### Отрывок документа

Эллиотт: Само название проекта NEMOSKVA свидетельствует об этом. Это такой же слоган, как «Black Lives Matter». Очевидно, что искусство делается по всей России, и часть его должна быть очень хорошей, но мы об этом ничего не знаем. Здесь все централизовано, и внутри этого центра по-прежнему чувствуется ощутимая система допуска. Если не выйти за рамки этой системы, между разными частями России не будет реального обмена.

Бубнова: История искусства всегда пристрастна. Есть книга об истории современного российского искусства. Кабаков там занимает огромное место. Но если вы спросите меня, кто для меня самый важный советский (и постсоветский) российский художник, то я отвечу — это Булатов. Этот его божественный образ лозунга и идеологии, как бы религии, как бы идеологии. Это божественность искусства, которое соединяет людей. Для меня Булатов — выдающийся художник, по крайней мере, визуально. Это что-то гораздо более ясное, чем сложные инсталляции Кабакова, в которые нужно войти, чтобы узнать больше.

Фаул: Но эти работы разве коллекционируют за границей? Нет.

Бубнова: Антонио не спрашивал о самом коммерчески успешном художнике.

Фаул: Я просто хочу сказать, что я не очень хотела бы называть имена. В принципе, я думаю, есть много отличных российских художников. Я сталкивалась со многими художниками, которые, как я думаю, занимаются действительно интересными вещами. Но если вы говорите о конкретных художниках, то это дело вкуса.

Джеуза: Хорошо, тогда сделаем еще один шаг назад, потому что, как я понимаю, и Яра, и Дэвид подразумевали, что существует определенное стремление к универсальности, но искусство остается каким-то образом русским. Я имею в виду Корину, которую вы привели в пример, или AES + F, о которых Дэвид упоминал в наших прежних разговорах. Это не «искусство для олигархов», но в некотором смысле об олигархах. Но в то же время Кейт сказала, что Кориной не хватает русскости.

Фаул: Нет, я не сказала, что ей не хватает русскости. Очень важно тут понять все правильно. Корина осознанно выбирает не создавать работы о русскости.

Джеуза: Тем не менее нужно понять контекст, в котором она работает, чтобы оценить это.

Бубнова: Если вы хотите понять контекст художника, вам нужно многое для этого сделать. Но если вы смотрите на работу просто как на факт искусства, то вы не знаете, откуда берутся ткани, появляются формы. Опять же главный вопрос в том, создает ли работа достаточно мощный образ или нет. Мой первый опыт работы с Кориной был на I Московской биеннале, где я была сокуратором. У нас была большая кураторская группа. Там были гораздо более опытные и гораздо более известные люди, чем я. И все мы по-разному восприняли то, что она показала. Если вам нужно руководство по пониманию какой-то конкретной работы, то с нами покончено.

######
### Предоставленный перечень

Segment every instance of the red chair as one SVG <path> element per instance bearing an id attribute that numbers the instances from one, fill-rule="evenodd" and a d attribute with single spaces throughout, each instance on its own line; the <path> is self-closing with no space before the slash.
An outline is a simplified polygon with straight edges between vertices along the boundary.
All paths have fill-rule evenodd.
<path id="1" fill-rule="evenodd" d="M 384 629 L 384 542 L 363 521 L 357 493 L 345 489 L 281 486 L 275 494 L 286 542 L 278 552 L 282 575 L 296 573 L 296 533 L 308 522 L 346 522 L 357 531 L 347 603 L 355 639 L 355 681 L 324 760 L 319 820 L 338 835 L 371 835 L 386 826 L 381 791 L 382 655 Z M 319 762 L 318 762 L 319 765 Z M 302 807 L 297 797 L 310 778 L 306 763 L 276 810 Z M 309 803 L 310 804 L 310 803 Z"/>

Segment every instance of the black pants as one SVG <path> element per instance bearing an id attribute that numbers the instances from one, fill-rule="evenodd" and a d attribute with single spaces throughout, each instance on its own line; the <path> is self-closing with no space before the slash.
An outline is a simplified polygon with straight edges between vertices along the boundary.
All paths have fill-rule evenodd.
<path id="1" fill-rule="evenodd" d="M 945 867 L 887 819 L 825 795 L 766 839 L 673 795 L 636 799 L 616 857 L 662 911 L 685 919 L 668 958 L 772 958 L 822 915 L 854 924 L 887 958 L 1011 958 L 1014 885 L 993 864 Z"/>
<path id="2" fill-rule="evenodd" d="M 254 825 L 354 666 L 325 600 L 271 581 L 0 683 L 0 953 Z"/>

######

Цель задания: Как в отрывке Бубнова обосновывает, почему самым важным советским и постсоветским российским художником для неё является Булатов? Ответьте в одном–трёх предложениях.

Ответ к заданию: Бубнова ценит созданный Булатовым божественный образ лозунга и идеологии, подобной религии, то есть божественность искусства, которое соединяет людей. По её словам, это нечто гораздо более ясное, чем сложные инсталляции Кабакова, в которые нужно войти, чтобы узнать больше. Поэтому она считает Булатова выдающимся художником, по крайней мере визуально.